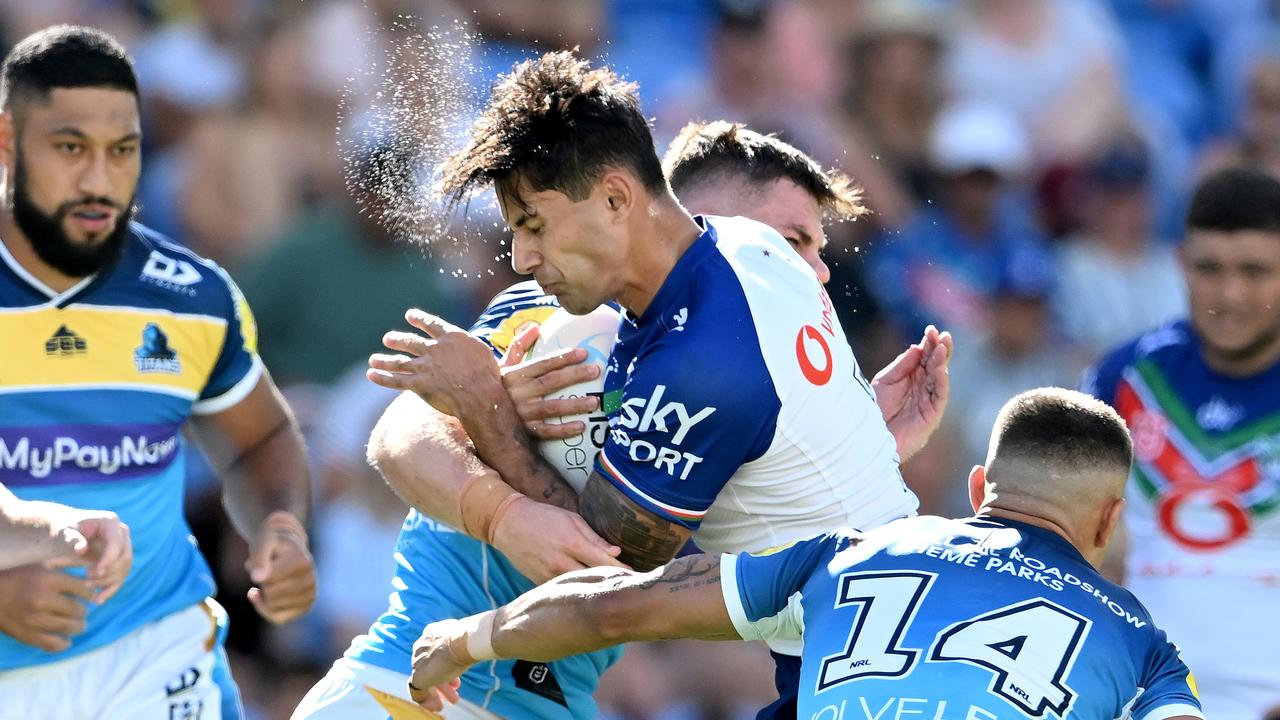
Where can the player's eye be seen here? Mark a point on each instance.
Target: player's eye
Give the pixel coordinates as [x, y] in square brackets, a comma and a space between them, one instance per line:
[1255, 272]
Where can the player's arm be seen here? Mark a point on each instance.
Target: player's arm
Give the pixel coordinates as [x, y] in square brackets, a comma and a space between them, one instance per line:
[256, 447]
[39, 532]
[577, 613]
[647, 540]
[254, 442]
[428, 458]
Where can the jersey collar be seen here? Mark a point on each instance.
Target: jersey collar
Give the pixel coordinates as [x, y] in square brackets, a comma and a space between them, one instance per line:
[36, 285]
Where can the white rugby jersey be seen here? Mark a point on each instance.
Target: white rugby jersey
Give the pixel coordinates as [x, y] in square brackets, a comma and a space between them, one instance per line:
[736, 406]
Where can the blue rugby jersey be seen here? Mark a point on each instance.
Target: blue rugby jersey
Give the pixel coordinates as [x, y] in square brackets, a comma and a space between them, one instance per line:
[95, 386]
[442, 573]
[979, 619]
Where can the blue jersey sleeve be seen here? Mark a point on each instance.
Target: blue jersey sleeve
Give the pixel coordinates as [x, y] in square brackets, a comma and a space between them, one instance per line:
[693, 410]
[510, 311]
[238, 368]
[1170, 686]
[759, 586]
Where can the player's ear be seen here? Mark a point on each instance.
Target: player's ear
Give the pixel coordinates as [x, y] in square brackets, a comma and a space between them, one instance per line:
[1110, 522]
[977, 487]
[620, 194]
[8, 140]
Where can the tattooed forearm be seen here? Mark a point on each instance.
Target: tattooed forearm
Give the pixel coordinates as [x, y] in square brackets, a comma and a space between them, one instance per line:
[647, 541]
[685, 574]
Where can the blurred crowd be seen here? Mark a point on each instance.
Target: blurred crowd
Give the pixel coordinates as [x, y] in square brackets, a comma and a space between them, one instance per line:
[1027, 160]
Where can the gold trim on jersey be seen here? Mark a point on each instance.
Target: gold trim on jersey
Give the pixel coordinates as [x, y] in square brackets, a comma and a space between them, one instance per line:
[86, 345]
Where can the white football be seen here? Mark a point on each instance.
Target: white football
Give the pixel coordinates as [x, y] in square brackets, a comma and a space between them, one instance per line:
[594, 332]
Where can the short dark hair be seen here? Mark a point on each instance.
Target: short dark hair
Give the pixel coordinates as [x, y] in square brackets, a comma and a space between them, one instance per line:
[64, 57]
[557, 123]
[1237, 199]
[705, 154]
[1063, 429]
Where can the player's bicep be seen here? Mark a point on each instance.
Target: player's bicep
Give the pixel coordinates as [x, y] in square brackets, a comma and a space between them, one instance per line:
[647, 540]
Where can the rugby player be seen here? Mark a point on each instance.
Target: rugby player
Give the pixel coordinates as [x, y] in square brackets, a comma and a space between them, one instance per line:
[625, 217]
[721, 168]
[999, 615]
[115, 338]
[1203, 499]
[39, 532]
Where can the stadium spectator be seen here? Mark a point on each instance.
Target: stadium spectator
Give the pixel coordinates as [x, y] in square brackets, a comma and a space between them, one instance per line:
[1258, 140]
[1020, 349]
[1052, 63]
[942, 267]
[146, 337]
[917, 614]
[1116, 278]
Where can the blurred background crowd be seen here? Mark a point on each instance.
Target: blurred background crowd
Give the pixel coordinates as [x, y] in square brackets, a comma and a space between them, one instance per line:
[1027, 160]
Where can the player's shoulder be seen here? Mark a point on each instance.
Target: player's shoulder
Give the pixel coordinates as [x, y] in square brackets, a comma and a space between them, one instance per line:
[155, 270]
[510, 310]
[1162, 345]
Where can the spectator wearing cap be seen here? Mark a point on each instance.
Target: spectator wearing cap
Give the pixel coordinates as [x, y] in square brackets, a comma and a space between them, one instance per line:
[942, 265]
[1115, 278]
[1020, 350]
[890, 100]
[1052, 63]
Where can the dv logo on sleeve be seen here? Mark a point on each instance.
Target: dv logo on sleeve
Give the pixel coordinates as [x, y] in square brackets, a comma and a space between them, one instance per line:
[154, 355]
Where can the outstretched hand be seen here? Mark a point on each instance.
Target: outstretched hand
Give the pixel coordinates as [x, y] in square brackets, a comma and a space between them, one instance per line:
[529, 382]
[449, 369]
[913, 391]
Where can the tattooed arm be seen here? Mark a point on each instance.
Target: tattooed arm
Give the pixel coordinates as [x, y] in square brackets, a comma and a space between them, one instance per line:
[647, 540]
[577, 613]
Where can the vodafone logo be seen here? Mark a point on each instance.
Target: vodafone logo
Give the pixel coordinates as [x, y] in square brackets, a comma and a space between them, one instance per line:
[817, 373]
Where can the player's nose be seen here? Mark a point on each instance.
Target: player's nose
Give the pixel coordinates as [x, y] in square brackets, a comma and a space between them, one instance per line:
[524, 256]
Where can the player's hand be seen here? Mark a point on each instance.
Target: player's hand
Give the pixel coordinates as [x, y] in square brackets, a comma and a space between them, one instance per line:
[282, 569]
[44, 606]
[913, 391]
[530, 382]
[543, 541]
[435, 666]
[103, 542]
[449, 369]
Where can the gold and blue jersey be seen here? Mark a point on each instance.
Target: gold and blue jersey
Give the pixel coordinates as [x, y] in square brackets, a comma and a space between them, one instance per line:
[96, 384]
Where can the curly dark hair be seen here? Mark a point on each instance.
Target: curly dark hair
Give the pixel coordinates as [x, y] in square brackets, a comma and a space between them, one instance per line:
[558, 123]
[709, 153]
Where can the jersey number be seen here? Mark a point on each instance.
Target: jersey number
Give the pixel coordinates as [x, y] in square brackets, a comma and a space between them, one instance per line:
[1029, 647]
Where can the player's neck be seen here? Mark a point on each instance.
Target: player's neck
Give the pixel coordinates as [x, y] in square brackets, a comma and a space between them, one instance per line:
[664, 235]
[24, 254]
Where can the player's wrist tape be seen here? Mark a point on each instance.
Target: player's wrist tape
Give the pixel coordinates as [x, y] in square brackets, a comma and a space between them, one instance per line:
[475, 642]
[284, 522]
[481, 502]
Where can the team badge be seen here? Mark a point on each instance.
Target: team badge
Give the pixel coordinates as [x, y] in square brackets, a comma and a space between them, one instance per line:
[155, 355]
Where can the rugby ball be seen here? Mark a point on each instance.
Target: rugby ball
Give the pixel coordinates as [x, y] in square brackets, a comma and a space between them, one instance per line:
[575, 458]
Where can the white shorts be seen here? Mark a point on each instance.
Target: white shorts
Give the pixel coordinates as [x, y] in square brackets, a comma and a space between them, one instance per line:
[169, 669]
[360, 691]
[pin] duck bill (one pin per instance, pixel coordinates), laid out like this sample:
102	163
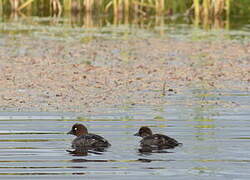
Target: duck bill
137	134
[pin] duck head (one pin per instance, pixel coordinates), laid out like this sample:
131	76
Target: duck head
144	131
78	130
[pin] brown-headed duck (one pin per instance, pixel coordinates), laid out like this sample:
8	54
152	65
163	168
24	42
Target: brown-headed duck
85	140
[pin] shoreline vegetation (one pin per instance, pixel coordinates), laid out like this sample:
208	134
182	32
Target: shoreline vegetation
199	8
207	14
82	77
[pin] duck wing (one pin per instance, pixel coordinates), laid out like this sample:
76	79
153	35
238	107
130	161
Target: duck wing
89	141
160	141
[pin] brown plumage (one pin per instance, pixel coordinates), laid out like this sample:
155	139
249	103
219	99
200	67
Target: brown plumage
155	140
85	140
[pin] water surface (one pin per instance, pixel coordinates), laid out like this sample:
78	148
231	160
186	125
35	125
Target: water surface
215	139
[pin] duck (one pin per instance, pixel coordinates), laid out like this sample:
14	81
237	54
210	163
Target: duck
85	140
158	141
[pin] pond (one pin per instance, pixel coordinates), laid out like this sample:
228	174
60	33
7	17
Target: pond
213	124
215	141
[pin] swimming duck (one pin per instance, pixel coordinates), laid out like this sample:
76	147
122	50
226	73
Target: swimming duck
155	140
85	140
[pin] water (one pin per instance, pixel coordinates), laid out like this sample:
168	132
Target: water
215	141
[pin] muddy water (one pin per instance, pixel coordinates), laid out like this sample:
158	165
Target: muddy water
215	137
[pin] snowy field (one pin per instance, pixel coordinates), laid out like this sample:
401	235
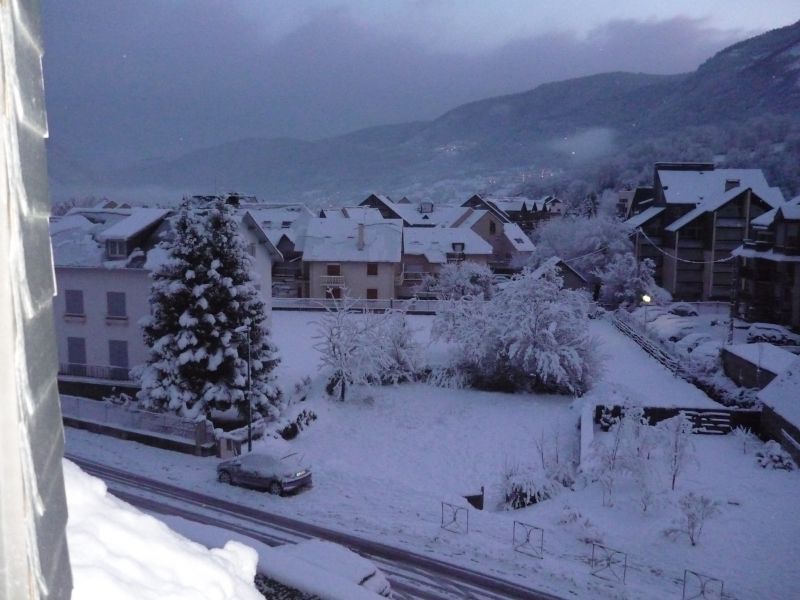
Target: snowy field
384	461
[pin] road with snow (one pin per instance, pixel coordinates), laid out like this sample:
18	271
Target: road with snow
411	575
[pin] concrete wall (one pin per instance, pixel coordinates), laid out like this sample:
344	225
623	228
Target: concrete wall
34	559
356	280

# Exercise brief:
Output the line containing "[pin] duck (one" and each line after it, through the end of the material, exactly as given. No pictures belong in the output.

# Task result:
[pin] duck (one pin per instance, pixel coordinates), laid out like this sample:
14	81
237	54
210	163
Target: duck
85	140
158	141
[pin] pond (one pin per instance, pixel coordinates), laid out like this sample:
228	174
60	33
7	17
Target: pond
213	124
215	141
[pin] swimming duck (one pin per instance, pixel coordinates), laid out like this sample:
76	147
122	50
226	73
Target: swimming duck
155	140
85	140
[pin] water (one pin per instance, pixel coordinates), laid out like this sample:
168	132
Target: water
215	141
[pin] muddy water (one pin per instance, pixel coordinates), laid out like this sample:
158	165
Target: muddy water
215	137
[pin] snowy field (one pin per instance, pixel coordinates), laid out like this sample:
401	235
Target: snowy field
384	461
[pin] road with snow (one pin per instance, pixel coordinates), laid out like this sample:
18	271
Target: road with snow
411	575
[pin] concrete wall (one pin per instance, pixel coordinates), laid out like this sample:
344	225
623	228
Target: concrete wall
34	559
356	280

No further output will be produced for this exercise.